Fonte: Valor Econômico | Publicado em 31/10/2024 | Clique aqui e veja a publicação original

O mercado de carbono brasileiro aguarda com ansiedade a regulamentação do Projeto de Lei 182/2024, que cria o Sistema Brasileiro de Comércio de Emissões de Gases de Efeito Estufa (SBCE), aprovado pela Câmara dos Deputados em dezembro de 2023 e encaminhado ao Senado Federal. O texto, que estabelece tetos para emissões e prevê regras para a venda de títulos de compensação, não registrou qualquer movimentação na Casa em 2024 e ainda espera a designação de relator e o envio às comissões permanentes para discussão.

Um impasse entre as duas casas legislativas sobre quem teria a palavra final sobre sua autoria e aprovação atrasa o andamento do projeto, visto como prioritário para o avanço da agenda verde e o combate às mudanças climáticas. O governo federal, no entanto, tem a expectativa de aprovar o texto antes da Conferência das Nações Unidas sobre as Mudanças Climáticas (COP29), que acontece no mês de novembro em Baku, no Azerbaijão. “É muito importante chegar na COP29 com um conjunto de matérias legislativas aprovadas e que mostrem o Brasil como uma liderança global no caminho de uma economia verde”, destaca o secretário de Energia Verde, Descarbonização e Bioindústria do Ministério do Desenvolvimento, Indústria, Comércio e Serviços (Mdic), Rodrigo Rollemberg.

A intenção do governo Lula é que o projeto seja anunciado como parte do Pacto Pela Transformação Ecológica, compromisso firmado no mês de agosto entre os poderes Executivo, Legislativo e Judiciário que propõe um novo modelo de desenvolvimento para uma economia de baixo carbono. Vista como urgente por especialistas e ambientalistas, a regulamentação do mercado de carbono indicaria um avanço positivo na pauta e na estrutura do mercado regulado brasileiro, considerado um instrumento fundamental nas ações contra as mudanças climáticas por incentivar empresas a limitar suas emissões de gases de efeito estufa (GEE).

**BLOCO DE DADOS**
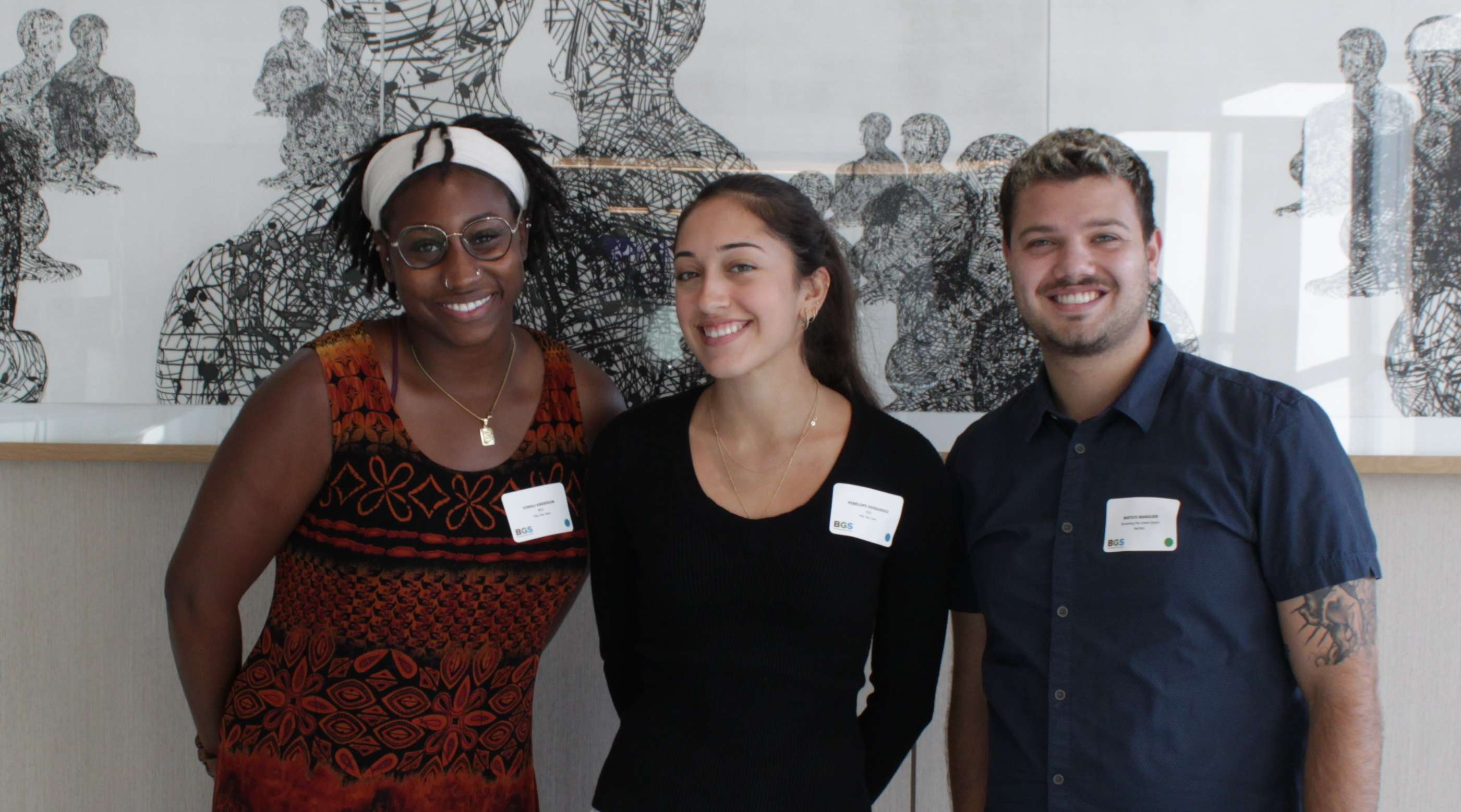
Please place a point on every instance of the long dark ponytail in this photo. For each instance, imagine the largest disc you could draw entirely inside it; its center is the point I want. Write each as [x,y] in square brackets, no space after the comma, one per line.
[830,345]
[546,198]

**OBJETIVO**
Por favor, reescreva a parte do texto sobre o mercado de carbono que começa com as palavras "Fonte: Valor Econômico" e termina com "permanentes para discussão.", trocando "Senado Federal" por "Congresso Nacional". Os dados não são necessários aqui.

**RESPOSTA FINAL**
Fonte: Valor Econômico | Publicado em 31/10/2024 | Clique aqui e veja a publicação original

O mercado de carbono brasileiro aguarda com ansiedade a regulamentação do Projeto de Lei 182/2024, que cria o Sistema Brasileiro de Comércio de Emissões de Gases de Efeito Estufa (SBCE), aprovado pela Câmara dos Deputados em dezembro de 2023 e encaminhado ao Congresso Nacional. O texto, que estabelece tetos para emissões e prevê regras para a venda de títulos de compensação, não registrou qualquer movimentação na Casa em 2024 e ainda espera a designação de relator e o envio às comissões permanentes para discussão.